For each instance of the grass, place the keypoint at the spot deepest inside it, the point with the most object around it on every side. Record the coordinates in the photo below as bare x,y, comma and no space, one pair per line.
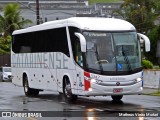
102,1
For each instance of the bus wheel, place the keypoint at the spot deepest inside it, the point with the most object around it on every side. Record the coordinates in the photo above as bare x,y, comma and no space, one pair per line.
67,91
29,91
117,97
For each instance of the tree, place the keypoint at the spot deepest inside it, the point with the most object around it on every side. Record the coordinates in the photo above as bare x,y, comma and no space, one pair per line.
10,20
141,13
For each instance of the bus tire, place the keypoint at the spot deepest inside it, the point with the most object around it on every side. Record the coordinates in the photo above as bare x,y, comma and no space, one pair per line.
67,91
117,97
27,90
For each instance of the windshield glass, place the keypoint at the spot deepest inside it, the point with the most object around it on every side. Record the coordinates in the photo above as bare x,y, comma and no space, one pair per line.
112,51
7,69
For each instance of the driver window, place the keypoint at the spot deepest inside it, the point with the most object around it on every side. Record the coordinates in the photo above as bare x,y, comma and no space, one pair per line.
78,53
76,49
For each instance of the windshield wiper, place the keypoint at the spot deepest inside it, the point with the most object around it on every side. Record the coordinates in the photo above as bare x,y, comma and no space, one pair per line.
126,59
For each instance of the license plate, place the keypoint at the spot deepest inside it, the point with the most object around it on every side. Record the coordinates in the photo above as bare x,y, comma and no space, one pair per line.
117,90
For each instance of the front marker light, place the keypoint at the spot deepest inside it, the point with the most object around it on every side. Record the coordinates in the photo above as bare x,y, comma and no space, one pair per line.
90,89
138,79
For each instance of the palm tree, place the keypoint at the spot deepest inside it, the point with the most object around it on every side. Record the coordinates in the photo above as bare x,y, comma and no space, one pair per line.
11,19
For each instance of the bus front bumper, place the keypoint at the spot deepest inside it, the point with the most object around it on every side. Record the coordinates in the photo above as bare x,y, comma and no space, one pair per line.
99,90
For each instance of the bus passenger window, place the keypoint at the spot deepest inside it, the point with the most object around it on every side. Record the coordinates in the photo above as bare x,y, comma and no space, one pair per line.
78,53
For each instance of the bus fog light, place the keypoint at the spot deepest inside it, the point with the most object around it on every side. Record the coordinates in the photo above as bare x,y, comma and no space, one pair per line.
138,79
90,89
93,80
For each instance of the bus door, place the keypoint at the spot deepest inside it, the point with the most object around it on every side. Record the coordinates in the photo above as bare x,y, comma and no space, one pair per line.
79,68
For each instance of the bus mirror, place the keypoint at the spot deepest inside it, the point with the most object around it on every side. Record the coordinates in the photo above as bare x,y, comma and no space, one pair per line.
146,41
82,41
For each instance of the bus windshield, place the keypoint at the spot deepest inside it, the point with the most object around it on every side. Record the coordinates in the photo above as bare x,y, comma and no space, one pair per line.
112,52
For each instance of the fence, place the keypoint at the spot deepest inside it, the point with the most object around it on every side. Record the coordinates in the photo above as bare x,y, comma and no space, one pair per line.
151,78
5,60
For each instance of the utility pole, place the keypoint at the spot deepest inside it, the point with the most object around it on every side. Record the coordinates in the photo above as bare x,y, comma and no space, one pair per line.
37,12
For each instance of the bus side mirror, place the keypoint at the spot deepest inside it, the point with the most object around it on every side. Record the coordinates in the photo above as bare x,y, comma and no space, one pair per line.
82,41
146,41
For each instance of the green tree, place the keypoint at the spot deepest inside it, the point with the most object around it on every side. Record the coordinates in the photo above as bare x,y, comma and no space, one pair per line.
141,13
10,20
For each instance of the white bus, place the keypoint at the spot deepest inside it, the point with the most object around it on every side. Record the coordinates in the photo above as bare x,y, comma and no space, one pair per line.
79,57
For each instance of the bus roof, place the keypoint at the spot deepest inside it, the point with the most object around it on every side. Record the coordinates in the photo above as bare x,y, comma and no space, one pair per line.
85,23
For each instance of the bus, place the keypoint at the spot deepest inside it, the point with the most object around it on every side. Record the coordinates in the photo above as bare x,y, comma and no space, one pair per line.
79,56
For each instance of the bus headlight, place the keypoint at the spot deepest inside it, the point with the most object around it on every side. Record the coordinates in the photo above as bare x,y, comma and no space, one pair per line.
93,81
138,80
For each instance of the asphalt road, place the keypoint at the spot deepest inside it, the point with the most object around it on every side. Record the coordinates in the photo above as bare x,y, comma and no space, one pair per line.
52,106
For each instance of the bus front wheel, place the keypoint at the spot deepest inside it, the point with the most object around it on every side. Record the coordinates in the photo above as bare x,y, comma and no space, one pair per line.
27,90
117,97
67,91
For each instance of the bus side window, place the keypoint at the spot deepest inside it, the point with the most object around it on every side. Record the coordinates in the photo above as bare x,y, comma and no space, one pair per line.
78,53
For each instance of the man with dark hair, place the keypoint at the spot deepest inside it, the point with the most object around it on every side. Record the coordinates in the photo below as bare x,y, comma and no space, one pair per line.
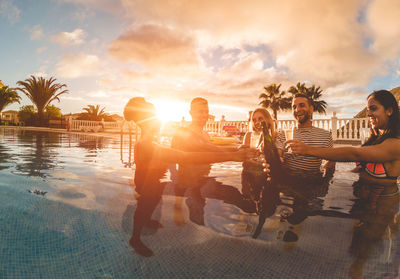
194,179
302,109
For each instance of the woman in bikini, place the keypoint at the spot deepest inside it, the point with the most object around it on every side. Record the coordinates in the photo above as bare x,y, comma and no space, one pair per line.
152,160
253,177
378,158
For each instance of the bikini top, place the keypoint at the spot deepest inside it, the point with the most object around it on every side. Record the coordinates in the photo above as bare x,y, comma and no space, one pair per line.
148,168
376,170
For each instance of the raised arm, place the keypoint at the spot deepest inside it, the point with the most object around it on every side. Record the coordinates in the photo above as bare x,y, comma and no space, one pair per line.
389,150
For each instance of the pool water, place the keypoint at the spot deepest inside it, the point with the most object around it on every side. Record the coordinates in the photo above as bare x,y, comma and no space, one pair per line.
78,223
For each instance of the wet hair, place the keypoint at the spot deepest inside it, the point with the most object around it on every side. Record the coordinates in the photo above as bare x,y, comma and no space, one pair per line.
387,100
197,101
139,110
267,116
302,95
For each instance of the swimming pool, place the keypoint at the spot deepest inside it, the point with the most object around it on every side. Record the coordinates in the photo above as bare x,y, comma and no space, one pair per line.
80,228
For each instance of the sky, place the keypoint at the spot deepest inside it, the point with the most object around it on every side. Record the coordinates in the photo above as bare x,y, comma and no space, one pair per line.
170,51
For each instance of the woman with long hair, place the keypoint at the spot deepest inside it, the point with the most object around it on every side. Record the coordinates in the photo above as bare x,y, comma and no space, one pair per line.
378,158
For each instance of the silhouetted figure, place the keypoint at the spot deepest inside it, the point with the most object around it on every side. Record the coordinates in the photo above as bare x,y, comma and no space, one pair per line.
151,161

================================

» **Work to be completed**
If you see a picture in the listing, skip it while copying everything else exactly.

» **Task response**
For each instance of the grass, place the keypoint at the spot deepest inside it, the point with the most object around it on every side. Record the coordinates in the photo below as bare x,y, comma and no space, one pair per line.
102,1
For each instance of the bus wheel, place the keypoint at the spot deepest inside it, the point with the most object around it on every side. Record the coordinates in the photo above as bare x,y, comma and no space, one pair per line.
67,91
29,91
117,97
For each instance of the tree, place the keypoint at the spot deepest inside it, the point with the most object around it on every side. Record the coordinates in the photo above as bare x,y, comma and no space, one pair per line.
10,20
141,13
For each instance of the bus tire, place the keypoint at the spot deepest inside it, the point with the most object around it on every side. Record the coordinates in the photo above as bare x,y, comma and no space, one pair per line.
67,91
117,97
27,90
For each instance of the windshield glass, place the keypoint at the spot deepest inside it, the point with the most object around it on every side. Record the coordinates in the photo above as bare x,y, comma and no space, one pair per line.
112,51
7,69
For each instance of the driver window, place the keypoint at the spot deepest inside it, the point with the most object around it on every side. Record the coordinates in the photo above as bare x,y, comma and no space, one pair per line.
78,53
76,49
For each instance of the windshield wiper, place the keypoint at the spot deepest inside it, the point with the most object around it on every side. Record the coordinates in the photo above as bare x,y, comma and no space, one pair per line.
126,59
For each instance of the license plate, place the keypoint at the spot deepest inside it, the point with the most object around it on every side. Record the coordinates in the photo above as bare x,y, comma and no space, one pair per line.
117,90
For each instance of the front marker light, place the keypoint at the spot deepest inside it, the point with the most object around it on every side. Record the coordinates in the photo above as bare x,y, comma and no space, one pair per line.
90,89
138,79
For each instance of the palm tree, place the keypoint at the spot deepest inside it, the point with the most object around it on every side. Record the coordinates in the photo above as bare x,y, comma and no space, one pair per line.
11,19
For each instance of the bus front bumper, place the keypoint at the spot deepest inside it, the point with the most object around it on every side. Record the coordinates in the photo above as bare x,y, comma and no space, one pair per line.
99,90
For each instance of the bus passenger window, place the keypoint at the spot deepest inside it, the point with the most object around it on every side. Record the coordinates in the photo above as bare x,y, comma and no space, one pair per line.
78,53
For each instance of the bus fog light, place the keypoint at the spot deepest inside it, the point with the most object around it on every side. Record the coordinates in the photo above as bare x,y, comma and no space, one pair per line.
138,79
90,89
93,80
For each instance of the bus door, place the keypoint at the spot deepest inside it, the point with the most object around it on every side. Record the coordinates in the photo above as bare x,y, comma and no space, one pair per line.
79,68
For each instance of the bus mirror, place the keypoint at the spot deepest inside it, the point with the most object around it on every side. Record the coordinates in the photo above as bare x,y, comma and no space, one pair per line.
146,41
82,41
For each instance of the bus windshield, place the keypoint at the spot deepest inside it, the point with the most object around it on every side. Record the coordinates in the photo above as bare x,y, comma and no space, one pair per line.
112,52
For each instance of the fence, place the keypoint at the spot deepest inside it, the point with the most object around it on every side. Record the coordinates in the photo above as bare x,y, comma and no space, one pair per line.
151,78
5,60
For each instance of the utility pole, place the keypoint at the spot deepest inside it, the point with the most object around it on every side. Record the coordinates in the photo above as bare x,y, comma and no space, one pair per line.
37,12
For each instance of the bus side mirror, place the keypoint at the spot deepest inside it, the point with the most object around it on every side. Record the coordinates in the photo above as bare x,y, comma and no space, one pair per line.
82,41
146,41
For each instance of the green tree, place the keypoint at the spot deepest inside it, the point with the most object around it on every side. Record the coordinates in the photo above as bare x,y, comma and no space, one pair per line.
141,13
10,20
For each instance of the white bus, place the keypoint at the spot deepest inside it, the point with the most object around it on every side. Record the coordinates in the photo above as bare x,y, comma and no space, one pair per line.
79,57
For each instance of the bus roof, place the keypoint at the spot deepest inside it, the point with the most object around it on every side. Record the coordinates in the photo above as bare x,y, comma and no space, one pair per line.
85,23
For each instance of the bus, place the keypoint at the spot deepest inside it, the point with the most object around it on every side. Record the coordinates in the photo above as bare x,y, comma and no space, one pair per line.
79,56
For each instance of the bus headlight, place the keypoint at the spot deepest inside it, the point with the most object around it on every side. Record the coordinates in the photo above as bare x,y, comma and no space, one pair per line.
93,81
138,80
For each instance of the asphalt road, place the keypoint at the spot deepest inside it, the point with the most object around it on every side. Record the coordinates in the photo above as bare x,y, comma and no space, one pair per line.
52,106
For each instance of the bus front wheel, place the keypoint at the spot deepest inside it, the point with the most object around it on every side. Record the coordinates in the photo above as bare x,y, comma and no space, one pair per line.
27,90
117,97
67,91
For each instance of the bus side window, place the keypoint at the spot deepest inside it, the point with the most object around it on every side. Record the coordinates in the photo above as bare x,y, comma and no space, one pair per line.
78,53
For each instance of the man with dark hair, place the keypoint at the spot deepest inside it, the point with the most object around it on every side. Record the coordinates in the photo below as bare x,y, comma and no space, one pair per line.
194,179
302,109
For each instance of the woman in bikini, place the keypoint at the spot deepest inside it, the point with the most object around it on every side. Record the coordinates in the photo above as bare x,y, comma and no space, one pair per line.
152,160
253,177
378,158
For each instance of the bikini top, place the keypoint at the spot deepest inside it, the point with the most object around it on every side. Record the coordinates in the photo above as bare x,y, comma and no space, one pair per line.
148,168
376,170
For each instance of the raised arm, place the keypoint at the spot deepest inside it, the point with the most object around it on every side. Record the coordinates in the photo above as bare x,y, comma and no space, one pair per line.
389,150
For each instance of the pool water, place the keypoint at the spot deepest inside it, the point with the most object around it on every side. Record the coordinates in the photo above as bare x,y, comma and no space, one pair per line.
78,223
For each instance of the wet hair, place the keypoint at the spot deepest inside it, the point with the most object around it on every side. Record the coordinates in the photo above as bare x,y, comma and no space, one pair per line.
387,100
197,101
139,110
267,116
302,95
For each instance of the swimming pool, place the keypoint at the spot deepest inside it, the point with the most object around it on every side. Record the coordinates in the photo above as bare x,y, comma and no space, one pair per line.
80,228
For each instance of the sky, place the keypoint at the spot deepest inside it, the point with the most object around it on every side. Record the coordinates in the photo above as bare x,y, comma and no space, one pair per line.
170,51
For each instance of the woman with long hair, place the keypoint at the spot deepest inside it, the point with the most object around it on every side. Record the coordinates in the photo above as bare x,y, comma and no space, one pair per line.
378,158
For each instance of the silhouetted figure, place the keypoint at the spot deepest inside it, the point with the most object around it on every side. Record the coordinates in the photo above as bare x,y, comma and no space, one pair per line.
151,161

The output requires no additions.